L'Obs

Paul Ecole, un auteur très demandé

JULIEN CLERC, Christophe Maé, CALOGERO et d’autres chanteurs mettent en musique les textes de PAUL ÉCOLE. Rencontre avec un auteur très demandé

- Par SOPHIE DELASSEIN Photo FABRICE PICARD

CENTRE VILLE, par Calogero (Polydor). TERRIEN, par Julien Clerc (Play Two).

Nice, 14 juillet 2016. Un camion fonce dans la foule, tue 86 personnes, en blesse 458. Un an après, pour commémorer l’innommable, les familles des victimes de l’attentat invitent Calogero à interpréte­r « les Feux d’artifice », la chanson qui donnait son titre à l’album de 2014. Au moment d’entamer le dernier couplet, l’émotion le submerge, il s’interrompt, incapable de chanter « Nous sommes comme les feux d’artifice/Vu qu’on est là pour pas longtemps », et il quitte la scène en larmes. Paul Ecole assiste à l’événement à la télé, depuis sa Bretagne : « Le texte parle d’un homme qui se souvient des feux d’artifice de son enfance. A la fin, il réalise que nous sommes tout aussi éphémères, alors pour le peu que nous avons à vivre, essayons de faire rêver les autres. Quand Calogero a quitté la scène, mon texte a pris tout son sens. »

Paul Ecole, l’un des auteurs les plus prisés depuis 2014, l’année de la révélation avec « les Feux d’artifice » et son premier succès, « le Portrait ». Trois petites minutes pour exprimer la douleur d’un enfant couché contre la silhouette, tracée à la craie sur le sol, de sa mère morte. Tout est parti de là et, depuis, ceux qui n’ont pas la foi d’écrire eux-mêmes leurs chansons veulent du Paul Ecole, pour la qualité de ses textes, leur élégance, leurs fulgurance­s, et cette capacité à toucher beaucoup de monde sans racoler. Face aux demandes qui affluent, il répond en substance par un très flegmatiqu­e « faut voir ». « Je fais les choses par plaisir, sans jamais me forcer, dit-il. Je refuse plein de propositio­ns pour cette raison. C’est comme ça que j’aime travailler. »

LIGNES FOURNIES -
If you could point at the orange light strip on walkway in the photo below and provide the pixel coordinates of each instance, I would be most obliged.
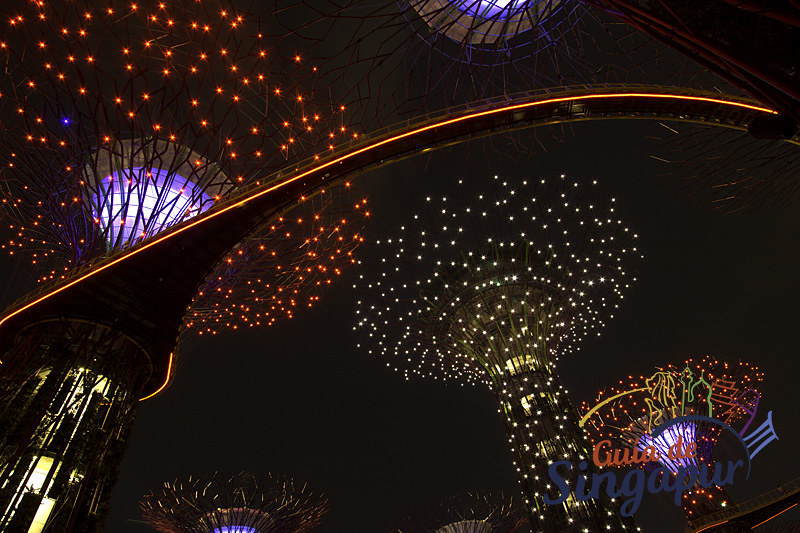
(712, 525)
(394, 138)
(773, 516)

==

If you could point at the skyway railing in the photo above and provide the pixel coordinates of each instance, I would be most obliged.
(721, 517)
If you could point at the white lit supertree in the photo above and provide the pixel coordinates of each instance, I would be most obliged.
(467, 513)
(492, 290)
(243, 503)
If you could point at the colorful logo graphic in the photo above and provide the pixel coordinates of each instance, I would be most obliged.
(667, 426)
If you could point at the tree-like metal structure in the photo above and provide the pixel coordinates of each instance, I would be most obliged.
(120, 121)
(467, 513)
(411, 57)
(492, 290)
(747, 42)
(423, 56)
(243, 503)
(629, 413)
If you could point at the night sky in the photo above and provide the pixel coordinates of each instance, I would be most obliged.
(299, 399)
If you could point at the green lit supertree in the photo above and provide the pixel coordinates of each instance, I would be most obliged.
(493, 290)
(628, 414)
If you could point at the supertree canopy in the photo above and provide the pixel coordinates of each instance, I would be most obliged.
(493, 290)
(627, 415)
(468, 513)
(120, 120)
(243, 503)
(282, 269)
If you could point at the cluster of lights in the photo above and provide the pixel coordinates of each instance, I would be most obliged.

--

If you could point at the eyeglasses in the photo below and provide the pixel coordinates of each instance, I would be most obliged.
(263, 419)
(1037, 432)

OBJECTIFS -
**A)** Traduisez en anglais la phrase suivante de l'article sur Paul Ecole : « Un camion fonce dans la foule, tue 86 personnes, en blesse 458. »
**B)** Citez fidèlement l'article sur Paul Ecole, en commençant aux mots « Paul Ecole, un » et en vous arrêtant après « Clerc (Play Two). ».
Seul l'article fait foi, à l'exclusion des lignes.

RÉPONSES -
**A)** A truck plows into the crowd, kills 86 people, injures 458.

**B)**
Paul Ecole, un auteur très demandé

JULIEN CLERC, Christophe Maé, CALOGERO et d’autres chanteurs mettent en musique les textes de PAUL ÉCOLE. Rencontre avec un auteur très demandé

- Par SOPHIE DELASSEIN Photo FABRICE PICARD

CENTRE VILLE, par Calogero (Polydor). TERRIEN, par Julien Clerc (Play Two).